*Records to process*:
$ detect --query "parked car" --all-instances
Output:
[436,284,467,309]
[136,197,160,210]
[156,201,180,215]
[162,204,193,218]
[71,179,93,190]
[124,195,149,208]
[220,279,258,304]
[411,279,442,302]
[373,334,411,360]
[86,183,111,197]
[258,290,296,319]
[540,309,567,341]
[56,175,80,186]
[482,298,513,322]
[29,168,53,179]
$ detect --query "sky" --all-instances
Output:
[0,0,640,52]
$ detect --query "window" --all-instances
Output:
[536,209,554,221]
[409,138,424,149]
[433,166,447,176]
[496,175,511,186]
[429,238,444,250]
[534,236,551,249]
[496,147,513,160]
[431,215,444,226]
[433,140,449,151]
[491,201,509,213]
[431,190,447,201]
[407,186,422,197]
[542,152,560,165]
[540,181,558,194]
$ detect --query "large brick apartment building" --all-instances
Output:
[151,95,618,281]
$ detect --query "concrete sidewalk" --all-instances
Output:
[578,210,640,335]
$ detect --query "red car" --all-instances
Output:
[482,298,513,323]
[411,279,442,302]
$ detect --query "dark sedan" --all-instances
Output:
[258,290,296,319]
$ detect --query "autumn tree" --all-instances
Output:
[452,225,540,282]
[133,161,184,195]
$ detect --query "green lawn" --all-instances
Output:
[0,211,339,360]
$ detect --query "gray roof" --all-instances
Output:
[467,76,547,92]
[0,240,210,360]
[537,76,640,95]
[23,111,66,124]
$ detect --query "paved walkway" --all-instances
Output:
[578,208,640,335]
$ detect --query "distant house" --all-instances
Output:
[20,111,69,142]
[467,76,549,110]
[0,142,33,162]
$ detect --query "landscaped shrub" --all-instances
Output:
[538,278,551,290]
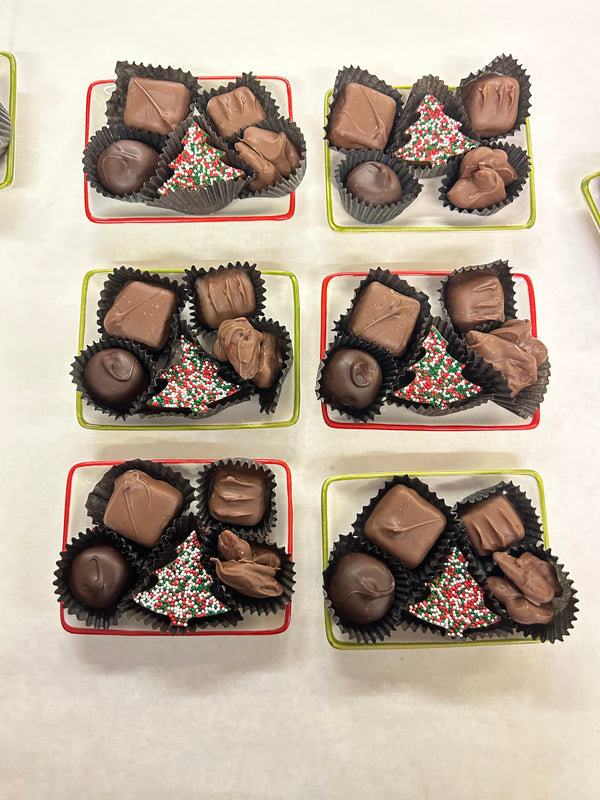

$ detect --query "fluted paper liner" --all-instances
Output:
[333,150,423,225]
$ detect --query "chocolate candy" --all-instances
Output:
[103,281,177,350]
[208,464,270,525]
[83,347,148,411]
[326,553,396,625]
[329,83,396,150]
[346,161,402,206]
[365,483,447,569]
[194,268,256,328]
[69,545,131,608]
[321,347,383,410]
[206,86,265,139]
[348,281,421,356]
[461,73,519,136]
[458,494,525,556]
[96,139,160,197]
[103,469,183,547]
[443,269,504,333]
[123,76,190,136]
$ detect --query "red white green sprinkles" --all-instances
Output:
[148,336,240,415]
[394,94,478,166]
[408,547,500,638]
[133,531,229,627]
[158,122,245,195]
[394,328,481,408]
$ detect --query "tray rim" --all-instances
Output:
[321,469,549,650]
[59,458,294,638]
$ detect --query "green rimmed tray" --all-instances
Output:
[0,50,17,189]
[321,469,548,650]
[323,86,536,233]
[75,262,300,431]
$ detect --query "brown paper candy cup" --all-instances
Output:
[54,525,143,630]
[334,150,423,225]
[196,458,277,544]
[439,142,531,217]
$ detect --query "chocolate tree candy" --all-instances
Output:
[349,281,421,356]
[206,86,265,139]
[321,347,383,410]
[123,76,190,136]
[69,545,131,608]
[493,553,562,605]
[329,83,396,150]
[104,281,177,350]
[96,139,160,196]
[461,73,519,136]
[346,161,402,206]
[208,464,269,525]
[83,347,148,411]
[103,469,183,547]
[326,553,396,625]
[458,494,525,556]
[194,269,256,328]
[444,269,504,333]
[365,483,447,569]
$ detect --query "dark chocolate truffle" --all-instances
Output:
[123,76,190,136]
[458,494,525,556]
[461,73,519,136]
[103,281,177,350]
[349,281,421,356]
[206,86,265,139]
[346,161,402,206]
[96,139,160,196]
[326,553,396,625]
[329,83,396,150]
[321,347,383,410]
[69,545,131,608]
[103,469,183,547]
[365,483,447,569]
[83,347,148,411]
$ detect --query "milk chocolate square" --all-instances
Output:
[104,469,183,547]
[123,76,190,136]
[365,483,447,569]
[458,494,525,556]
[104,281,177,350]
[349,281,421,356]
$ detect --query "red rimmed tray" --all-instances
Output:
[60,458,294,636]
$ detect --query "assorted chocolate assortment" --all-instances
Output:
[316,261,550,423]
[71,262,293,419]
[54,459,294,633]
[325,55,531,225]
[323,475,577,644]
[83,61,306,215]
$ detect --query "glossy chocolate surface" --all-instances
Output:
[96,139,160,197]
[365,483,447,569]
[326,553,396,625]
[443,269,504,333]
[348,281,421,356]
[329,83,396,150]
[458,494,525,556]
[320,347,383,410]
[83,347,148,411]
[103,470,183,547]
[123,76,190,136]
[69,545,131,608]
[208,464,270,525]
[206,86,265,138]
[346,161,402,206]
[103,281,177,350]
[194,269,256,328]
[461,73,519,136]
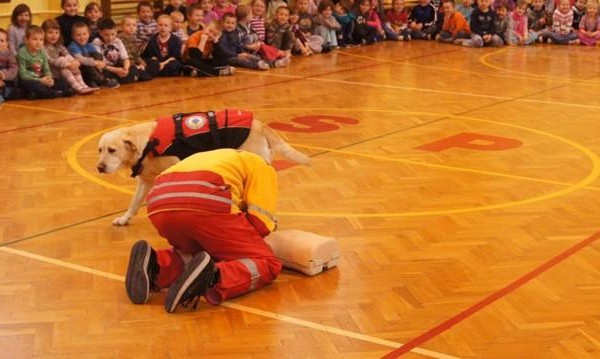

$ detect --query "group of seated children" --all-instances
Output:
[0,0,600,102]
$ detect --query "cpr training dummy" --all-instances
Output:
[125,149,339,313]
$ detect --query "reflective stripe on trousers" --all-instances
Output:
[238,258,260,291]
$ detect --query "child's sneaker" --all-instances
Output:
[104,79,121,89]
[258,60,271,70]
[125,240,159,304]
[275,56,292,67]
[165,251,217,313]
[219,66,235,76]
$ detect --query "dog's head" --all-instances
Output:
[96,129,137,173]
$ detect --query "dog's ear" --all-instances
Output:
[123,134,138,153]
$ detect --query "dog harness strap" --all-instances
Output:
[206,111,223,148]
[131,138,159,178]
[173,113,184,139]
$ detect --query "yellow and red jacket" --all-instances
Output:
[148,149,277,236]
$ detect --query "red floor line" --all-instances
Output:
[0,62,389,134]
[383,231,600,359]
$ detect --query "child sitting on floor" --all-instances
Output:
[164,0,187,21]
[68,22,119,88]
[136,1,157,49]
[312,0,342,48]
[506,0,537,46]
[8,4,32,55]
[186,4,206,36]
[0,29,19,103]
[577,0,600,46]
[17,25,73,99]
[527,0,549,36]
[171,11,188,54]
[200,0,219,26]
[42,19,98,95]
[266,6,296,60]
[456,0,473,22]
[571,0,586,30]
[541,0,579,45]
[250,0,267,42]
[383,0,411,41]
[117,15,158,81]
[408,0,436,40]
[333,0,356,47]
[92,18,138,84]
[494,2,508,44]
[436,0,471,43]
[213,0,235,20]
[83,1,102,41]
[214,14,270,70]
[455,0,504,47]
[142,15,181,76]
[352,0,378,45]
[183,21,235,77]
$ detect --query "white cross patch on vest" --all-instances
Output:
[185,115,206,130]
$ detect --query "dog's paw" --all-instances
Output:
[113,215,131,226]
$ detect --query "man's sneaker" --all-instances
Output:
[165,251,215,313]
[275,56,292,67]
[125,240,159,304]
[219,66,235,76]
[258,60,271,70]
[104,79,121,89]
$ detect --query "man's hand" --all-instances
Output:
[40,76,54,87]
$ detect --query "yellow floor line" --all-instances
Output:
[0,247,457,359]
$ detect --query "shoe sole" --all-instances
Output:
[125,241,152,304]
[165,252,214,313]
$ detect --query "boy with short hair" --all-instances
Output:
[164,0,187,21]
[136,1,158,49]
[142,15,181,76]
[527,0,549,35]
[68,22,119,88]
[541,0,579,45]
[455,0,473,22]
[117,15,152,81]
[183,21,235,77]
[408,0,437,40]
[92,18,137,84]
[436,0,471,43]
[17,25,73,99]
[215,13,270,70]
[266,6,296,57]
[0,29,19,103]
[187,4,204,36]
[455,0,504,47]
[506,0,537,46]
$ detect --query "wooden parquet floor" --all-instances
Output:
[0,42,600,358]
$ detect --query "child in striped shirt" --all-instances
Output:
[250,0,267,42]
[136,1,158,48]
[542,0,579,45]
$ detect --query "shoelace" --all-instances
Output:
[181,295,201,309]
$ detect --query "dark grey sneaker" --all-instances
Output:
[125,240,159,304]
[165,251,215,313]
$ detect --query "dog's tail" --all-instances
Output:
[262,125,310,166]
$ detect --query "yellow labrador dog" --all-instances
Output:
[97,110,310,226]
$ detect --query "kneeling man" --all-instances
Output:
[125,149,282,313]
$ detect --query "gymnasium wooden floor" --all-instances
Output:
[0,42,600,358]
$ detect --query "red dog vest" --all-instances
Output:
[131,109,254,177]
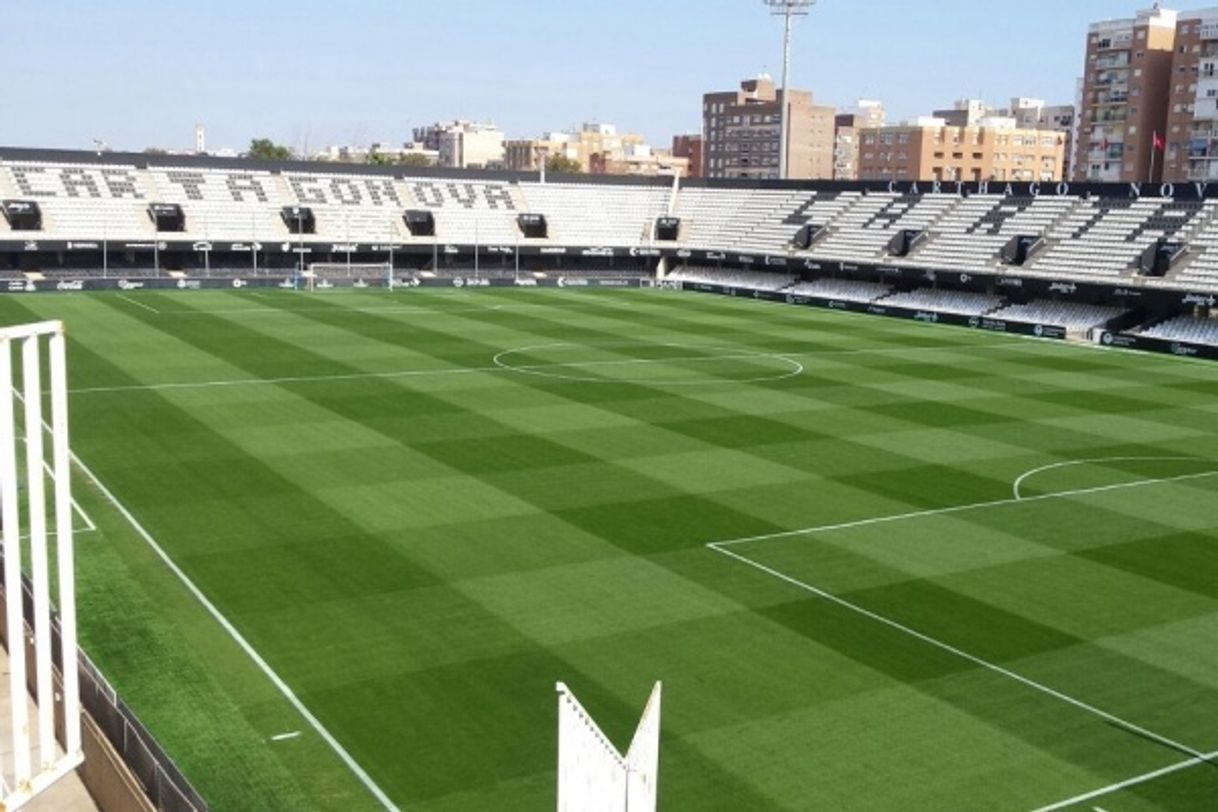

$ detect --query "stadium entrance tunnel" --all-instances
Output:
[493,341,804,386]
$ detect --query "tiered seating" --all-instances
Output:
[787,279,893,303]
[669,268,795,291]
[810,194,960,262]
[145,167,285,242]
[0,162,153,241]
[521,184,672,246]
[879,287,1002,315]
[676,186,808,252]
[277,173,409,243]
[1141,315,1218,346]
[991,299,1125,330]
[402,178,518,246]
[903,195,1078,270]
[1024,197,1201,280]
[1168,201,1218,287]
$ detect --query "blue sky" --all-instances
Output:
[0,0,1218,150]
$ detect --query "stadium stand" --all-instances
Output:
[667,268,795,291]
[905,195,1077,270]
[0,147,1218,362]
[1139,315,1218,346]
[1024,198,1201,279]
[521,183,671,246]
[787,279,893,303]
[879,287,1002,315]
[810,194,960,262]
[676,186,808,251]
[990,299,1125,330]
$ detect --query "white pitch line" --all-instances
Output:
[706,469,1218,549]
[1013,457,1208,500]
[1032,751,1218,812]
[118,293,161,315]
[71,452,398,812]
[708,543,1212,761]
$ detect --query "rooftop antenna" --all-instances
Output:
[761,0,816,180]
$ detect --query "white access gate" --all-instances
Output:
[558,683,660,812]
[0,321,84,812]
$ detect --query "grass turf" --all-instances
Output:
[0,291,1218,812]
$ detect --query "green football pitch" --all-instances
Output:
[0,290,1218,812]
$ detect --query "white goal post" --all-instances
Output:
[558,683,661,812]
[0,321,84,812]
[305,262,393,280]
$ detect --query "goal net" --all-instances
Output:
[305,262,393,282]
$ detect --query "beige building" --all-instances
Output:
[1073,6,1177,183]
[702,75,836,180]
[414,121,503,169]
[592,146,689,178]
[833,99,884,180]
[504,123,648,174]
[859,117,1066,183]
[1163,9,1218,181]
[1006,97,1078,180]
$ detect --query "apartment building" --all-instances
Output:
[1073,5,1178,183]
[702,74,837,180]
[859,117,1066,183]
[833,99,884,180]
[414,121,504,169]
[1163,9,1218,181]
[672,135,706,178]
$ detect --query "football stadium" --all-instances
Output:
[7,4,1218,812]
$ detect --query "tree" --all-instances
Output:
[546,155,583,175]
[246,138,295,161]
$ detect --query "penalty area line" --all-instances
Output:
[706,469,1218,549]
[69,452,398,812]
[1032,751,1218,812]
[706,542,1216,763]
[118,293,161,315]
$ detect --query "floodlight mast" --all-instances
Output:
[761,0,816,180]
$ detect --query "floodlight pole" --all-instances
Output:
[762,0,816,180]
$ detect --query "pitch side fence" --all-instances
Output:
[0,562,209,812]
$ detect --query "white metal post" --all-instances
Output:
[21,336,55,769]
[0,337,30,786]
[50,325,83,761]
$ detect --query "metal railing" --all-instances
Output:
[0,572,209,812]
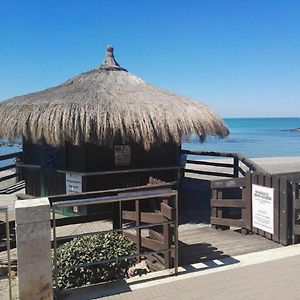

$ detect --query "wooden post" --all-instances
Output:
[233,157,239,178]
[135,200,141,262]
[163,200,171,269]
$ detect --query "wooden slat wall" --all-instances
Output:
[211,172,300,245]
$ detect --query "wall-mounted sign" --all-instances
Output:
[115,145,131,167]
[252,184,274,234]
[66,173,82,194]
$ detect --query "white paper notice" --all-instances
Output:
[66,173,82,194]
[252,184,274,234]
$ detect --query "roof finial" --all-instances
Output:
[100,45,126,71]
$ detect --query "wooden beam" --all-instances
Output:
[210,199,246,207]
[124,232,164,251]
[293,224,300,235]
[211,177,246,189]
[184,169,233,178]
[210,217,246,227]
[186,159,233,168]
[160,203,175,220]
[149,229,164,243]
[122,210,168,224]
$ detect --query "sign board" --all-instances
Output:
[66,173,82,194]
[252,184,274,234]
[115,145,131,167]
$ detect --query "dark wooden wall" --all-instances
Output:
[23,141,180,196]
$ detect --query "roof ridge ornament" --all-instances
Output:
[100,45,127,72]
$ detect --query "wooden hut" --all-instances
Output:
[0,46,228,207]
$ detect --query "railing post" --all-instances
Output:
[15,198,53,300]
[233,157,239,178]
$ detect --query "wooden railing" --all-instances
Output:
[211,172,300,245]
[49,183,178,287]
[0,152,23,193]
[181,150,268,178]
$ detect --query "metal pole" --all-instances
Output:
[5,207,12,300]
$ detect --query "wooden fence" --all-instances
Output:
[0,152,24,194]
[49,183,178,287]
[181,150,268,178]
[211,172,300,245]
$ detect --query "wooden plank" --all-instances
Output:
[149,229,164,243]
[257,173,266,237]
[294,199,300,209]
[184,168,233,177]
[265,175,274,240]
[233,157,239,178]
[239,167,246,176]
[211,178,245,189]
[160,202,175,220]
[135,200,141,262]
[243,172,252,231]
[0,173,21,182]
[163,224,171,269]
[251,172,258,234]
[210,199,246,207]
[124,232,164,251]
[216,189,230,230]
[293,224,300,235]
[272,176,280,243]
[210,217,246,227]
[122,210,168,224]
[48,181,177,203]
[211,188,218,229]
[186,159,234,168]
[0,152,22,161]
[0,164,16,172]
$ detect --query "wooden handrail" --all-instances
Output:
[181,150,269,176]
[0,152,23,161]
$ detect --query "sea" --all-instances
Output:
[0,117,300,166]
[182,118,300,158]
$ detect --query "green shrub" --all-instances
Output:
[57,233,135,288]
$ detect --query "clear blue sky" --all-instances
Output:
[0,0,300,117]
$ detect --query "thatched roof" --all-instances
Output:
[0,46,229,149]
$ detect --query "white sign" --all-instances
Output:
[115,145,130,167]
[66,173,82,194]
[252,184,274,234]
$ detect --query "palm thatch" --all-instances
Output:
[0,46,229,149]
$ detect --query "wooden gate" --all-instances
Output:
[211,172,300,245]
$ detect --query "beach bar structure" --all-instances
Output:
[0,46,229,209]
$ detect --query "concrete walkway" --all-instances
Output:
[61,244,300,300]
[104,255,300,300]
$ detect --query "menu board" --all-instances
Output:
[252,184,274,234]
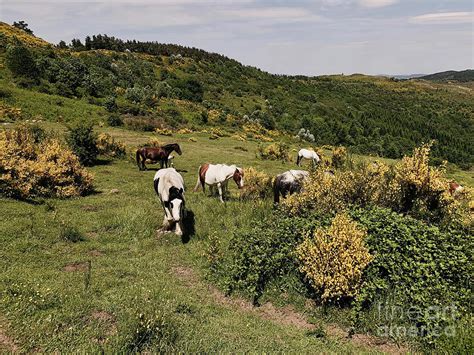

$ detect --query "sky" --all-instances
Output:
[0,0,474,75]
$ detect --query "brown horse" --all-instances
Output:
[136,143,183,170]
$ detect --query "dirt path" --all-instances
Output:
[171,266,410,354]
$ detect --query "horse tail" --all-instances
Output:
[193,165,202,192]
[153,179,160,196]
[135,149,142,170]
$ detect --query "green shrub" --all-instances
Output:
[5,44,39,80]
[258,142,291,161]
[208,213,328,304]
[0,125,92,198]
[350,207,474,343]
[296,213,372,302]
[67,122,99,165]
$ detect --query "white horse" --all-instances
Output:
[194,163,244,202]
[296,148,321,167]
[273,170,309,203]
[168,154,174,167]
[153,168,185,235]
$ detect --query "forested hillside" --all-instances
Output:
[419,69,474,83]
[0,23,474,168]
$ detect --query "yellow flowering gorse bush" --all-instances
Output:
[332,146,347,169]
[96,133,126,158]
[155,128,173,136]
[240,167,273,199]
[296,214,373,302]
[282,145,473,225]
[0,126,93,198]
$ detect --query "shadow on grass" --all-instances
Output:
[92,158,113,166]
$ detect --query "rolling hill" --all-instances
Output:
[418,69,474,82]
[0,23,474,168]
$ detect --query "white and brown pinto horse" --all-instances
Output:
[153,168,185,235]
[194,163,244,202]
[273,170,309,203]
[296,148,321,167]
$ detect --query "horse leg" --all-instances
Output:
[162,215,171,231]
[217,183,224,203]
[174,220,183,236]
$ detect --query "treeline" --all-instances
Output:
[63,34,241,65]
[0,26,474,168]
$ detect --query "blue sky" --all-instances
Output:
[0,0,474,75]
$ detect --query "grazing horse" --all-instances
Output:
[136,143,183,170]
[153,168,185,235]
[296,148,321,167]
[166,154,174,167]
[273,170,309,203]
[194,163,244,202]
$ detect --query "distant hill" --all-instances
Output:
[380,74,426,80]
[418,69,474,82]
[0,22,474,168]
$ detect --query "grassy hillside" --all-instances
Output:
[0,24,474,354]
[0,123,404,353]
[0,24,474,168]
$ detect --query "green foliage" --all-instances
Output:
[258,142,291,162]
[2,24,474,168]
[351,208,474,342]
[5,44,39,80]
[67,121,99,165]
[107,114,123,127]
[13,21,33,35]
[212,213,330,304]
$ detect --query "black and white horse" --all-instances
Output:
[273,170,309,203]
[296,148,321,167]
[153,168,186,235]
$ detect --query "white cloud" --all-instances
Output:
[410,11,474,25]
[357,0,398,7]
[220,7,320,23]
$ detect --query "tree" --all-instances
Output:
[67,122,99,165]
[71,38,84,50]
[57,41,67,49]
[13,21,33,35]
[5,44,39,80]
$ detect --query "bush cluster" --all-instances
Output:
[240,167,273,200]
[283,145,472,224]
[96,133,126,158]
[0,126,92,198]
[258,142,291,162]
[296,214,373,302]
[66,121,99,166]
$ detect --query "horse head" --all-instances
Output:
[233,168,244,189]
[173,143,183,155]
[165,186,184,222]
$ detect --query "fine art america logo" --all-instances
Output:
[377,303,459,339]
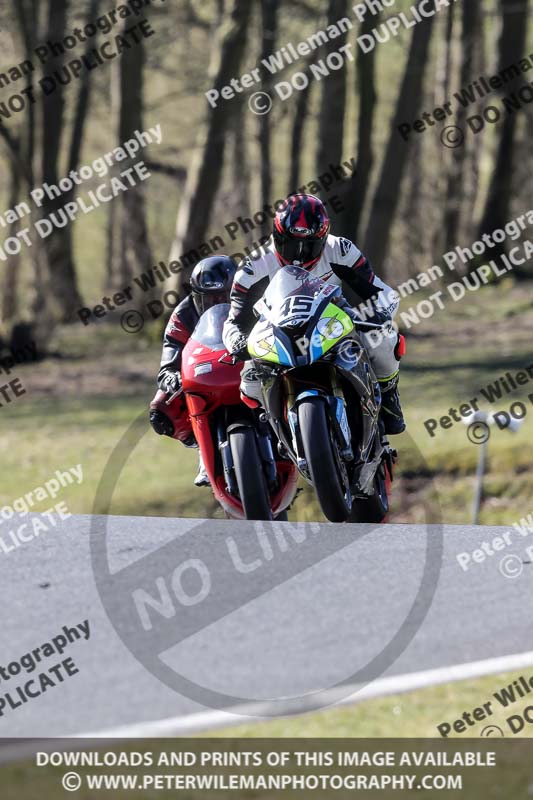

*Problem*:
Gather every line of the material above that contains the word "apartment", where uppercase and lowercase letters count as different.

*Solution to this exercise*:
$ detect --query "large brick apartment building" --all-instances
$ detect --query "apartment building" --all-instances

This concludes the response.